Auch Bau-Turbo. Wortneuschöpfung der aktuellen Bundesregierung und Bezeichnung für ein Gesetz zur „Beschleunigung des Wohnungsbaus“. In das Baugesetzbuch sollen neue Paragrafen eingefügt werden, die bisherige Beschränkungen und Auflagen bis auf weiteres aussetzen. Wohnungen zu bauen, wird damit im Prinzip erleichtert. Man kann nun trefflich darüber streiten, ob es sinnvoll ist, diese Regeln zu streichen. Neue Wohnungen müssen sich demnach beispielsweise nicht mehr in die bisherigen Gebäude „einfügen“, dürfen also anders aussehen. Vor allem aber wird der Schutz der künftig darin Wohnenden vor Lärm verringert. Ob das alles etwas beschleunigt und falls ja, ob die neuen Wohnungen dann auch lebenswert sind, lässt sich derzeit nicht beurteilen. Interessant ist für uns daher vor allem die Wortwahl, denn sie ist leichtfertig. Ein Turbolader, kurz Turbo, ist eine technische Einrichtung, die bei Verbrennungmotoren für mehr Leistung sorgt. So weit, so sprachlich noch nachvollziehbar. Der Turbo nutzt dafür die Abgase des Motors. Sie werden in eine Turbine geleitet, die damit einen Verdichter antreibt, der dann mehr Luft in die Zylinder drückt, die so mehr Benzin verbrennen und mehr Leistung produzieren. Kurz: Verbrauchte heiße Luft wird zum Verursacher zurückgepumpt, damit er noch mehr Sprit verheizt. Ein Schelm, wer denkt, auch bei dem Gesetz könnte es sich um verbrauchte heiße Luft handeln, die nur mehr Geld verbrennt. Hoffen wir mal, dass sie hier dazu dient, wirklich mehr der dringend benötigten und vor allem erschwinglichen Wohnungen zu bauen, ohne die Standards dafür gefährlich zu senken. Zweifel sind angebracht, denn in dem Gesetzentwurf steht nirgendwo, dass die Wohnungen, die damit gebaut werden, auch für nomale Menschen bezahlbar sein sollen.

AUFGABE:
Stimmen die folgenden Aussagen mit dem Text über den Bau-Turbo überein? Beantworte jede mit Ja oder Nein und zitiere die entscheidenden Worte des Textes wörtlich. (a) Neue Wohnungen müssen sich weiterhin in die bisherigen Gebäude einfügen. (b) Der Turbo nutzt die Abgase des Motors. (c) Der Schutz der künftigen Bewohner vor Lärm wird verringert.

EXTRAHIERTE ZEILEN:
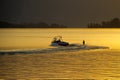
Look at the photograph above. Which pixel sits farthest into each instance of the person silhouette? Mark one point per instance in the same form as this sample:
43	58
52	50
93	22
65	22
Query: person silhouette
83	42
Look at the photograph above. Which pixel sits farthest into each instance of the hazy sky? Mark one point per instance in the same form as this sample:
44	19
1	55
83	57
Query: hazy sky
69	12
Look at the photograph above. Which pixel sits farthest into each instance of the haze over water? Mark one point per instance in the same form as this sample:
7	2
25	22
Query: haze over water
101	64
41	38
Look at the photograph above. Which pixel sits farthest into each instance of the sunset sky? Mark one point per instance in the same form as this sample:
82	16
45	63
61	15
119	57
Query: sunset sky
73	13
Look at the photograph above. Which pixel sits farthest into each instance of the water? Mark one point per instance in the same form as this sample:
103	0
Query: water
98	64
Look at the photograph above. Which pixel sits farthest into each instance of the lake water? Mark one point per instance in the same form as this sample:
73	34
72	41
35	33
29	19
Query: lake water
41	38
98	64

==

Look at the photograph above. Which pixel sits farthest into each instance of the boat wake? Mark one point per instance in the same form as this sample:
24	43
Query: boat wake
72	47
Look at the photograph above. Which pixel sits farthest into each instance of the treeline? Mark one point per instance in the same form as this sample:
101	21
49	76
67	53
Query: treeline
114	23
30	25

LÖSUNG:
(a) Nein: „Neue Wohnungen müssen sich demnach beispielsweise nicht mehr in die bisherigen Gebäude“
(b) Ja: „Der Turbo nutzt dafür die Abgase des Motors.“
(c) Ja: „Vor allem aber wird der Schutz der künftig darin Wohnenden vor Lärm verringert.“